Source data Block Start

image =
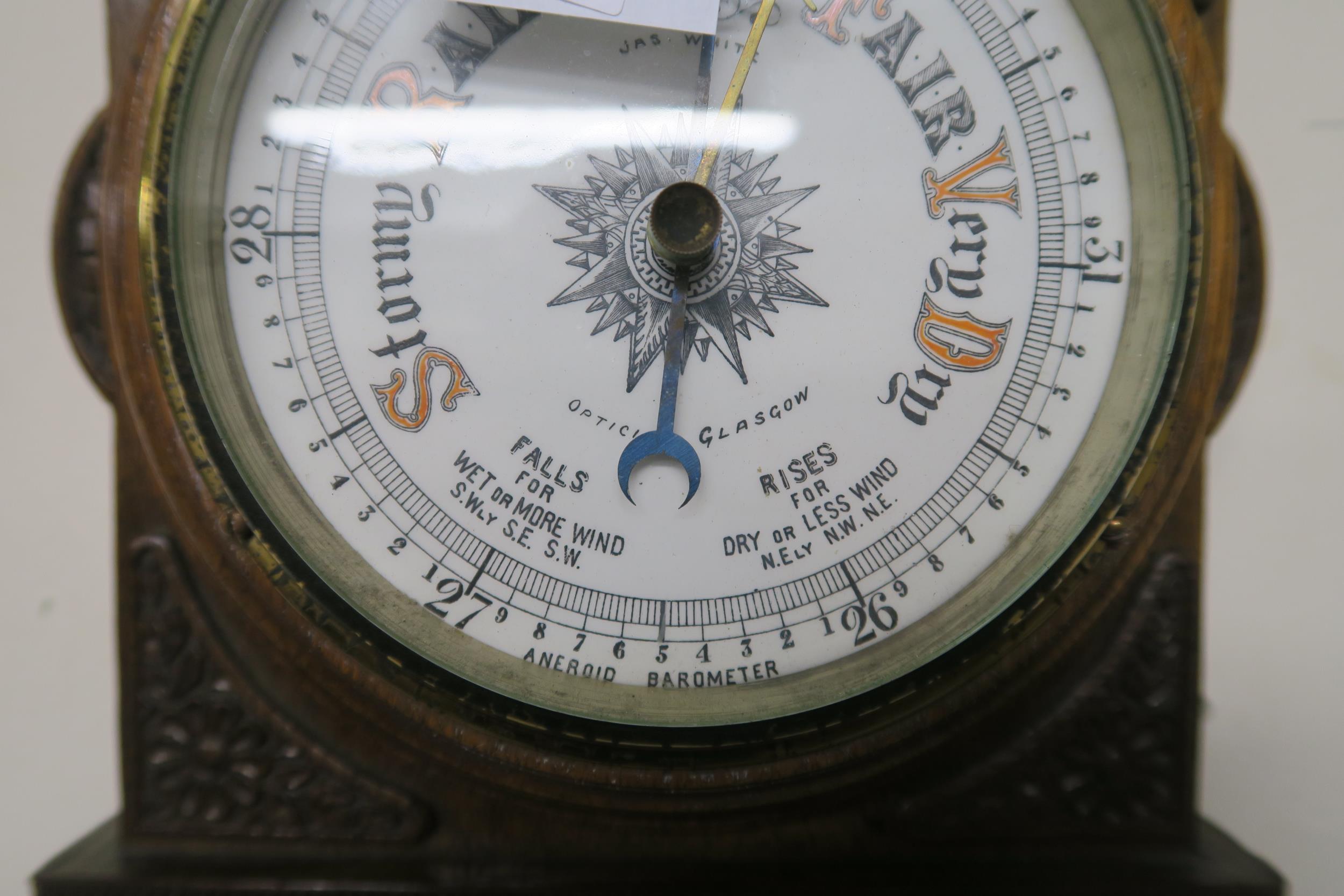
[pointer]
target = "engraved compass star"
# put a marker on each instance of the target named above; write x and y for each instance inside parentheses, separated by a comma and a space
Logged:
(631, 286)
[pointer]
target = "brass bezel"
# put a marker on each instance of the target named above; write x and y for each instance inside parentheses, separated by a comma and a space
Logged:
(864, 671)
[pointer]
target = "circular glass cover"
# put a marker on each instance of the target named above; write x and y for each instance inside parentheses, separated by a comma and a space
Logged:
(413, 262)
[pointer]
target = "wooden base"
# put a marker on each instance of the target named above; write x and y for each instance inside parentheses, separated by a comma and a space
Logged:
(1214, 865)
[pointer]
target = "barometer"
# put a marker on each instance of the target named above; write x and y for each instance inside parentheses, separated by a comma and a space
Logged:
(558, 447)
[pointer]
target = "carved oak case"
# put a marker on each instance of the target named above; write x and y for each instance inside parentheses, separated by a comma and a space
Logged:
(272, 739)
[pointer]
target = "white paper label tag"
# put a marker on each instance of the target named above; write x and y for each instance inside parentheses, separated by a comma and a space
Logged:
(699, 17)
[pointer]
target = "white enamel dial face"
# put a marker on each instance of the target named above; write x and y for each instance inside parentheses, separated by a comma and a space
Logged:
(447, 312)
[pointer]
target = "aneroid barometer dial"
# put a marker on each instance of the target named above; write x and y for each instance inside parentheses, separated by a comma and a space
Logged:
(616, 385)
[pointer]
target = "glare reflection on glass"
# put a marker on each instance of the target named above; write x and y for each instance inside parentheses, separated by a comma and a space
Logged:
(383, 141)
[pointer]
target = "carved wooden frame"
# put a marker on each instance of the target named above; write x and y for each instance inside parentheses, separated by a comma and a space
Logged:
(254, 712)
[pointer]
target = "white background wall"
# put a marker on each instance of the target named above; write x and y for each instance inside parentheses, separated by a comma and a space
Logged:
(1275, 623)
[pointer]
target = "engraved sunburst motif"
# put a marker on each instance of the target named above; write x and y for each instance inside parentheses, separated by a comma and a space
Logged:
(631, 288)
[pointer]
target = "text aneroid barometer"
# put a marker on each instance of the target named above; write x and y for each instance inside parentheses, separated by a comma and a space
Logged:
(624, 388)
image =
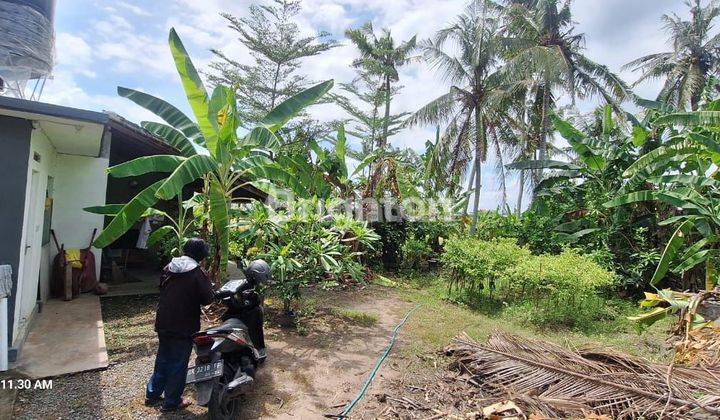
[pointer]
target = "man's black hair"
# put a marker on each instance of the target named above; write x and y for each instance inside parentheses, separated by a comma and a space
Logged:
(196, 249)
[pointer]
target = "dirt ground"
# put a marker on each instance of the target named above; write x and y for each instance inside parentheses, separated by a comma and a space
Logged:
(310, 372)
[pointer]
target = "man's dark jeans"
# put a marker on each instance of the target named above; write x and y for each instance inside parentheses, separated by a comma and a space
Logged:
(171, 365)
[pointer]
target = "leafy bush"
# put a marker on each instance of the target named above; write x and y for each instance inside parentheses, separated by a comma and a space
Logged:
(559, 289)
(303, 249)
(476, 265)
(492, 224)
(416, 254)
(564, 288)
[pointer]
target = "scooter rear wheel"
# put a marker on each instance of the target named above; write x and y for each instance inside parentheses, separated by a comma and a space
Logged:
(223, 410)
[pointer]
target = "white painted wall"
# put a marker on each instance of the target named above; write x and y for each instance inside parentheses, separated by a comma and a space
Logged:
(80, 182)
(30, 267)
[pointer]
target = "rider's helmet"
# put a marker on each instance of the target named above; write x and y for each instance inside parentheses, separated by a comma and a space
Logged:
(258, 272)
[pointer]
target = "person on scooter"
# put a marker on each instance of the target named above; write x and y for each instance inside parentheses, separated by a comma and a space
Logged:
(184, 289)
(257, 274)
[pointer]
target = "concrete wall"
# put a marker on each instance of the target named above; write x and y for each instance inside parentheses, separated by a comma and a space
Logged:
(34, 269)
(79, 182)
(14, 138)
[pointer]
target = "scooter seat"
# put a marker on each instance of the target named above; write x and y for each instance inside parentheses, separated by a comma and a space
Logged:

Source data Block End

Every entry must be written out exactly, with all pictures left out.

§ Response for this exercise:
image =
[pointer]
target = "engraved compass star"
# put a marker on each instance of the target named above; write x and y for each instance inside parentheses, separated by a comma and a space
Logged:
(631, 286)
[pointer]
target = "brass bezel"
# put a marker on each instance of the target named above; write x and y for each instance inside parentheses, separated by a comma and a space
Logged:
(864, 671)
[pointer]
target = "circular glass cover"
# put a marker on each instance of the target named above; write x and y for each instance inside parentheses, separated by a comma and a space
Logged:
(413, 262)
[pointer]
target = "wooden base"
# put a marker on each instance of the target named above; write x and y for each instance inside parentheses, separated by a comma and a space
Logged:
(1214, 865)
[pointer]
target = "barometer"
# put a marker on each instance of the target named above; write x and y for each instance inside parentheses, separated by a comma and a space
Logged:
(558, 447)
[pointer]
target = "carved oak case"
# put a marker on each instance of the target named above; write x and y for each instance inside parentheses, separated by a comma and a space
Logged:
(272, 739)
[pointer]
target = "white paper label tag"
# put a marker on each instance of the target named above; write x and y for each instance inside parentheses, separated by a comma and a space
Logged:
(699, 17)
[pointer]
target = "white enamel dial face"
# put a marker on each instance of the target named above; write x and y for each instance inside parentheses, separated by a comma and a space
Logged:
(447, 312)
[pointer]
target = "aneroid barometer dial"
# put a marker on each instance of the target named above; write x and y for each instance inside parentheses, separated by a comma and a space
Logged:
(616, 385)
[pointer]
target = "glare reflection on glass"
# put a marker on each instance of the target named above; write x and y for each instance inside parentheses, separated by a comma and a space
Logged:
(383, 141)
[pointer]
target = "carved wooden frame"
# put a marker on each instance of the target named above; write x and y for each instance inside parentheses, separated by a comma and a space
Logged:
(254, 712)
[pointer]
target = "white background wall"
# put a marker on each instance of the target named above; write x and y for each instance inside parentheses, separated by a comma and a space
Logged:
(1275, 623)
[pointer]
target = "engraved sunburst motif"
# put a marker on each instance of the target named above; write x and y for each instance inside parentheses, separated by a comma and a space
Logged:
(631, 288)
[pointer]
target = "text aneroid barometer"
# put a marker on each instance of the target named above; write x and y for each instance inside parentheses, separated by a comma and a space
Logged:
(624, 388)
image =
[pointer]
target = "man's black hair"
# put a marker on each instance of the target named above; write x and y for each instance inside parentheses, separated by a comma and a space
Logged:
(196, 249)
[pointer]
target = "dirt ground"
# put a marker on each instance of the target named above; write x and y for each instance inside parentheses, separated by a comma and a space
Logged:
(310, 372)
[pointer]
target = "man's dark jeans"
# put a marker on each instance of the target named above; write x and y for each instance inside parentheses, separated by a comma and a space
Logged:
(171, 365)
[pointer]
target = "leafy bush"
# put a marker on each instance of the target named above; write x and y for each instance inside parentheses, separated by a comma and a space
Logged:
(559, 289)
(303, 249)
(476, 265)
(492, 224)
(416, 254)
(564, 288)
[pointer]
target = "scooter rear wheel"
# put a marker on each instance of the target named above; write x and y for each instance inside parentheses, separated by a comma and a space
Logged:
(223, 410)
[pointer]
target = "white painted wall"
# put a marker on each instance of the target named above; write x and y for each instance inside parentheses, separated by a comma and a space
Logged:
(80, 182)
(30, 267)
[pointer]
target = "rider's helmet"
# put a marker on each instance of the target named above; write x and y for each instance inside parentheses, separated by a comma and a space
Logged:
(258, 272)
[pointer]
target = "person on scooter"
# put a marker on each instance of the target named above; write x and y for each instance inside parentheses, separated by a comma and a space
Logged:
(184, 289)
(257, 274)
[pointer]
target = "concrete wall"
# put a marker on each instance of the target named above; write x and y for each instance inside parentheses, separated by a comma and a space
Logged:
(34, 269)
(79, 182)
(14, 138)
[pointer]
target = "scooter seat"
# put a marker on each instance of the target named above; write x and y for each instance inside parentheses, separated by a comma and a space
Logged:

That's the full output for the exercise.